**** Provided data

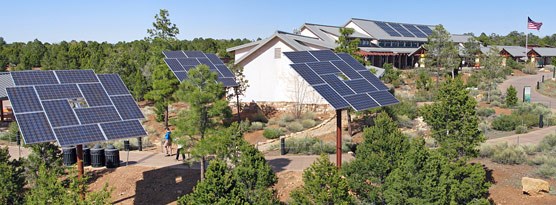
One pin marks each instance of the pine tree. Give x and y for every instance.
(323, 184)
(453, 120)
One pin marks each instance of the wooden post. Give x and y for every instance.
(339, 138)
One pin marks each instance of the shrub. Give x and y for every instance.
(485, 112)
(307, 123)
(256, 126)
(520, 129)
(294, 127)
(272, 133)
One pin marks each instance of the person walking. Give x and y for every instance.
(168, 142)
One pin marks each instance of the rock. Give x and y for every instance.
(533, 186)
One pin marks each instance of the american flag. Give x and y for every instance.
(533, 25)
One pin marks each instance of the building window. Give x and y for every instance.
(277, 53)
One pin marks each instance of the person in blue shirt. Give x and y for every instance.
(168, 142)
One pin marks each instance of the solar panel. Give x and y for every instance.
(427, 30)
(76, 76)
(323, 68)
(113, 84)
(415, 30)
(127, 107)
(34, 127)
(60, 91)
(401, 30)
(69, 105)
(174, 54)
(343, 82)
(307, 73)
(361, 101)
(59, 113)
(300, 57)
(181, 66)
(24, 99)
(324, 55)
(331, 96)
(384, 98)
(390, 31)
(80, 134)
(34, 78)
(94, 94)
(123, 129)
(173, 64)
(93, 115)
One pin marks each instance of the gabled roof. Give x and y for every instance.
(544, 52)
(295, 41)
(371, 28)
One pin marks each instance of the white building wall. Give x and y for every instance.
(273, 80)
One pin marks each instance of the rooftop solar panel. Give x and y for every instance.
(34, 128)
(354, 86)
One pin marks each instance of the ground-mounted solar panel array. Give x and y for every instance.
(341, 80)
(73, 107)
(180, 62)
(405, 30)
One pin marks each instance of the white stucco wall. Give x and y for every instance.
(273, 80)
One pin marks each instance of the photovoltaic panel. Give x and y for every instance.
(174, 54)
(337, 84)
(390, 31)
(373, 80)
(92, 115)
(127, 107)
(34, 128)
(214, 59)
(425, 29)
(300, 57)
(195, 54)
(123, 129)
(323, 55)
(80, 134)
(307, 73)
(360, 86)
(384, 97)
(331, 96)
(24, 99)
(94, 94)
(346, 69)
(113, 84)
(323, 68)
(415, 30)
(34, 78)
(182, 75)
(76, 76)
(60, 91)
(361, 102)
(356, 65)
(401, 30)
(174, 64)
(59, 113)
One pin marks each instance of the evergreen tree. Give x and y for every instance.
(383, 147)
(511, 96)
(453, 120)
(323, 184)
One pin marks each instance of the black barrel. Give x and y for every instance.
(112, 156)
(97, 156)
(69, 155)
(86, 156)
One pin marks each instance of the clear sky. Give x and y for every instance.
(127, 20)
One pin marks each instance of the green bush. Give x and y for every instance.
(485, 112)
(256, 126)
(308, 123)
(294, 127)
(272, 133)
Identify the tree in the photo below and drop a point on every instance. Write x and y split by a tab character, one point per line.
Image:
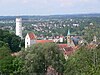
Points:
40	56
84	62
5	60
11	39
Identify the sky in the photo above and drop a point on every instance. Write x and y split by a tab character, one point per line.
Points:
48	7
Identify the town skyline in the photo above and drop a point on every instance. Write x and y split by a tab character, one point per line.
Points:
48	7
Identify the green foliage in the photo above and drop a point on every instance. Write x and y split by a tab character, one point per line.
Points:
38	57
5	61
84	62
11	39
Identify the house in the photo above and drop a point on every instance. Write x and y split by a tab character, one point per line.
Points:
31	39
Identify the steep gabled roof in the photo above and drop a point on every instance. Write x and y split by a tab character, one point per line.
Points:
32	36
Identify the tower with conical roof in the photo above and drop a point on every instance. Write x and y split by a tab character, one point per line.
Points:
69	40
19	27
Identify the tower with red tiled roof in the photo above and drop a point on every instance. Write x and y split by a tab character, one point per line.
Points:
69	39
30	39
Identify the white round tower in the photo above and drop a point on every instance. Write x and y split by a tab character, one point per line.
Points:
19	27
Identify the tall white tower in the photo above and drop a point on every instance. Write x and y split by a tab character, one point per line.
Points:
19	27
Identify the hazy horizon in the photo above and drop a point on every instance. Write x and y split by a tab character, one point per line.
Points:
48	7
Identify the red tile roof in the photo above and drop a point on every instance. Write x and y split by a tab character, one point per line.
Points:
43	41
66	49
32	35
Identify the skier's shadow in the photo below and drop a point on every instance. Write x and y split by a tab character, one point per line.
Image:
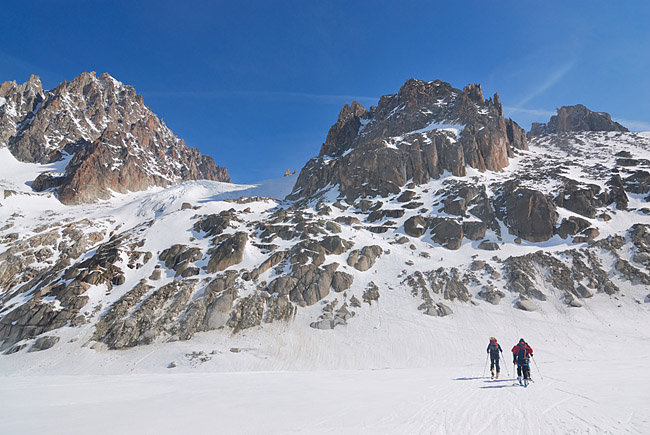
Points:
509	384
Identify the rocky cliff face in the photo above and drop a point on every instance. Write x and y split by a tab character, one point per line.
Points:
576	118
425	129
567	224
112	140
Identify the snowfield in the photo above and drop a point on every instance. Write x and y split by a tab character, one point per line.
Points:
403	376
390	370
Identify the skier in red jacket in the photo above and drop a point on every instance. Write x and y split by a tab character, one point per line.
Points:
521	354
493	349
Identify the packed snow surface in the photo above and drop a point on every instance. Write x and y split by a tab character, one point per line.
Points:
390	370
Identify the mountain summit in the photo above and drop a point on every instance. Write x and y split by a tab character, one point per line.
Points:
576	118
425	129
103	132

********

### Required action:
Line by line, write out the entries exactly, and leave the pictures out.

### Expected output:
One pin marks each instance of the pine tree. Give x and y for every instance.
(323, 184)
(453, 120)
One pin marks each instance of the wooden post. Give x and y for every instance.
(339, 138)
One pin marks each instance of the shrub. Give x and y for every instance.
(485, 112)
(307, 123)
(256, 126)
(520, 129)
(294, 127)
(272, 133)
One pin marks each instance of the person walking. Give x and y for every instance.
(168, 142)
One pin marks each instance of the rock. Give x and y for every instance.
(533, 186)
One pin marks each instance of the american flag. Give x and y for every instance.
(533, 25)
One pin marks each instance of the building window. Give x and y for every instance.
(277, 53)
One pin marks each instance of the person in blue shirt. Give x and y for every instance.
(168, 142)
One pin marks each instance of the solar panel. Give x and y for every instance.
(427, 30)
(76, 76)
(323, 68)
(113, 84)
(415, 30)
(127, 107)
(34, 127)
(60, 91)
(401, 30)
(69, 105)
(174, 54)
(343, 82)
(307, 73)
(361, 101)
(59, 113)
(300, 57)
(181, 66)
(24, 99)
(324, 55)
(331, 96)
(384, 98)
(390, 31)
(80, 134)
(34, 78)
(94, 94)
(123, 129)
(173, 64)
(93, 115)
One pin marks each instance of the gabled roof. Give x and y for every instance.
(544, 52)
(295, 41)
(371, 28)
One pin marks each instance of the white building wall. Give x and y for every instance.
(273, 80)
One pin marks each instance of the rooftop solar panel. Give x and y for every instance.
(34, 128)
(354, 86)
One pin marks each instance of the ground-mounted solar panel array. Give x and y for every instance.
(341, 80)
(73, 107)
(180, 62)
(405, 30)
One pin marks each instance of the white stucco wall. Give x and y for every instance.
(273, 80)
One pin marks each instance of the photovoltaic panel. Give x and y for every instance.
(174, 54)
(337, 84)
(390, 31)
(373, 80)
(92, 115)
(127, 107)
(34, 128)
(214, 59)
(425, 29)
(300, 57)
(195, 54)
(123, 129)
(323, 55)
(80, 134)
(307, 73)
(360, 86)
(384, 97)
(331, 96)
(24, 99)
(94, 94)
(346, 69)
(113, 84)
(323, 68)
(415, 30)
(34, 78)
(182, 75)
(76, 76)
(60, 91)
(361, 102)
(356, 65)
(401, 30)
(174, 64)
(59, 113)
One pin marks each instance of the evergreen tree. Give x and y for every instance.
(383, 147)
(511, 96)
(453, 120)
(323, 184)
One pin marks each instance of the black barrel. Give x and y for every instance.
(112, 156)
(97, 156)
(69, 155)
(86, 156)
One pin marks each instance of the clear sky. Give x and y for every instance.
(127, 20)
One pin marks each instance of the green bush. Give x and y for every instance.
(485, 112)
(256, 126)
(308, 123)
(294, 127)
(272, 133)
Identify the tree in the photo below and drop a point on every instance. Write x and y split by a tab character, one point per line.
Image:
Points:
40	56
84	62
5	60
11	39
Identify the sky in the photo above and drop a point on every instance. Write x and y split by a tab character, one point per line.
Points:
48	7
Identify the town skyline in the photo above and drop a point on every instance. Write x and y split by a tab character, one point per line.
Points:
48	7
Identify the green foliage in the photo above and drop a point on every instance. Write x and y split by a tab character, one point per line.
Points:
38	57
5	61
84	62
11	39
Identify the house in the photo above and drop a point on every instance. Write x and y split by a tab character, one point per line.
Points:
31	39
Identify the steep gabled roof in the photo above and drop a point on every instance. Write x and y split by a tab character, one point per line.
Points:
32	36
Identify the tower with conical roof in the photo above and drop a point on every instance. Write x and y split by a tab character, one point per line.
Points:
69	40
19	27
Identify the tower with red tiled roof in the photo above and drop a point on every instance. Write x and y split by a tab character, one point per line.
Points:
69	39
30	39
Identify the white round tower in the photo above and drop a point on every instance. Write x and y split by a tab character, one point per line.
Points:
19	27
Identify the tall white tower in the photo above and drop a point on every instance. Write x and y split by a tab character, one point per line.
Points:
19	27
Identify the hazy horizon in the photo above and drop a point on every instance. Write x and y split by a tab character, one point per line.
Points:
48	7
Identify the red tile roof in the photo above and drop a point on every instance. Write x and y split by a tab character, one point per line.
Points:
43	41
66	49
32	35
Identify the skier's shadow in the photo below and drop a point on every instance. Write x and y split by a tab character, one point per line.
Image:
Points:
509	384
Identify the rocky cliff face in the photo above and drop a point on every instance. Write x and y split by a tab character, one point per line.
Points:
576	118
425	129
567	224
112	140
Identify the snowfield in the photo above and drop a point on every instance. Write x and y split by a tab character, one point per line.
Points:
403	376
390	370
Identify the skier in red jacket in the photo above and drop a point on every instance. Write x and y split by a tab character, one point per line.
Points:
521	354
493	349
Identify the packed snow surface in the photo above and drop a point on every instance. Write x and y split by a tab character, one point per line.
Points:
390	370
Identify the mountain summit in the photo above and drop a point on every instance. Write x and y split by a tab character, one point per line.
Points:
576	118
425	129
103	132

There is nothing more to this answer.